* Work instructions:
**A.** Answer these questions about the commit excerpt:
(i) What is the new revision number of the commit?
(ii) Which option does the crawl script newly pass to the updatedb command?
(iii) In the change log, which two people are credited for NUTCH-1631?
**B.** Reproduce the part of the commit excerpt that opens with the words containing "Modified: nutch/branches/2.x/CHANGES.txt" and closes with "Kılınç via feng)", changing "Current Development" to "Unreleased Changes".

Author: fenglu
Date: Thu Sep  5 14:40:25 2013
New Revision: 1520332

URL: http://svn.apache.org/r1520332
Log:
NUTCH-1556 enabling updatedb to accept batchId

Modified:
    nutch/branches/2.x/CHANGES.txt
    nutch/branches/2.x/src/bin/crawl
    nutch/branches/2.x/src/java/org/apache/nutch/crawl/DbUpdateMapper.java
    nutch/branches/2.x/src/java/org/apache/nutch/crawl/DbUpdaterJob.java

Modified: nutch/branches/2.x/CHANGES.txt
URL: 
http://svn.apache.org/viewvc/nutch/branches/2.x/CHANGES.txt?rev=1520332&r1=1520331&r2=1520332&view=diff
==============================================================================
--- nutch/branches/2.x/CHANGES.txt (original)
+++ nutch/branches/2.x/CHANGES.txt Thu Sep  5 14:40:25 2013
@@ -2,6 +2,8 @@ Nutch Change Log
 
 Current Development
 
+* NUTCH-1556 enabling updatedb to accept batchId (kaveh minooie,Feng)
+
 * NUTCH-1619 Writes Dmoz Description and Title information to db with snippet 
argument ( Yasin Kılınç via feng)
 
 * NUTCH-1631 Display Document Count Added To Solr Server (Furkan KAMACI via 
lewismc)

Modified: nutch/branches/2.x/src/bin/crawl
URL: 
http://svn.apache.org/viewvc/nutch/branches/2.x/src/bin/crawl?rev=1520332&r1=1520331&r2=1520332&view=diff
==============================================================================
--- nutch/branches/2.x/src/bin/crawl (original)
+++ nutch/branches/2.x/src/bin/crawl Thu Sep  5 14:40:25 2013
@@ -141,7 +141,7 @@ do
 
   # updatedb with this batch
   echo "CrawlDB update for $CRAWL_ID"
-  $bin/nutch updatedb $commonOptions -crawlId $CRAWL_ID
+  $bin/nutch updatedb $commonOptions -batchId $batchId -crawlId $CRAWL_ID
 
   if [ $? -ne 0 ] 
   then exit $? 

Modified: nutch/branches/2.x/src/java/org/apache/nutch/crawl/DbUpdateMapper.java
URL: 
http://svn.apache.org/viewvc/nutch/branches/2.x/src/java/org/apache/nutch/crawl/DbUpdateMapper.java?rev=1520332&r1=1520331&r2=1520332&view=diff
==============================================================================
--- nutch/branches/2.x/src/java/org/apache/nutch/crawl/DbUpdateMapper.java 
(original)

* Information shown:
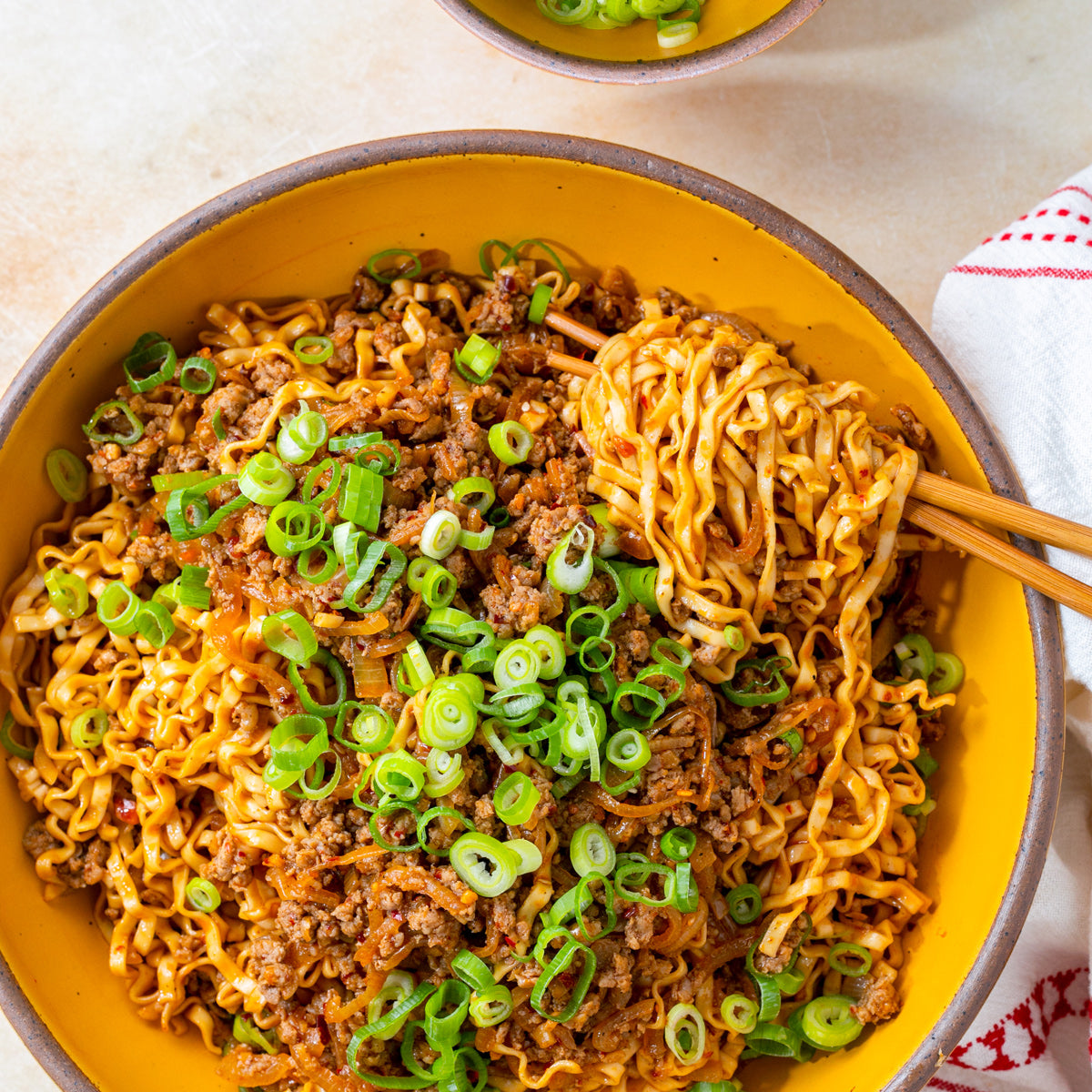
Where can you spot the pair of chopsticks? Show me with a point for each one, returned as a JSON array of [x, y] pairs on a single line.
[[934, 501]]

* Task solutions:
**A.**
(i) 1520332
(ii) -batchId $batchId
(iii) Furkan KAMACI and lewismc

**B.**
Modified: nutch/branches/2.x/CHANGES.txt
URL: 
http://svn.apache.org/viewvc/nutch/branches/2.x/CHANGES.txt?rev=1520332&r1=1520331&r2=1520332&view=diff
==============================================================================
--- nutch/branches/2.x/CHANGES.txt (original)
+++ nutch/branches/2.x/CHANGES.txt Thu Sep  5 14:40:25 2013
@@ -2,6 +2,8 @@ Nutch Change Log
 
 Unreleased Changes
 
+* NUTCH-1556 enabling updatedb to accept batchId (kaveh minooie,Feng)
+
 * NUTCH-1619 Writes Dmoz Description and Title information to db with snippet 
argument ( Yasin Kılınç via feng)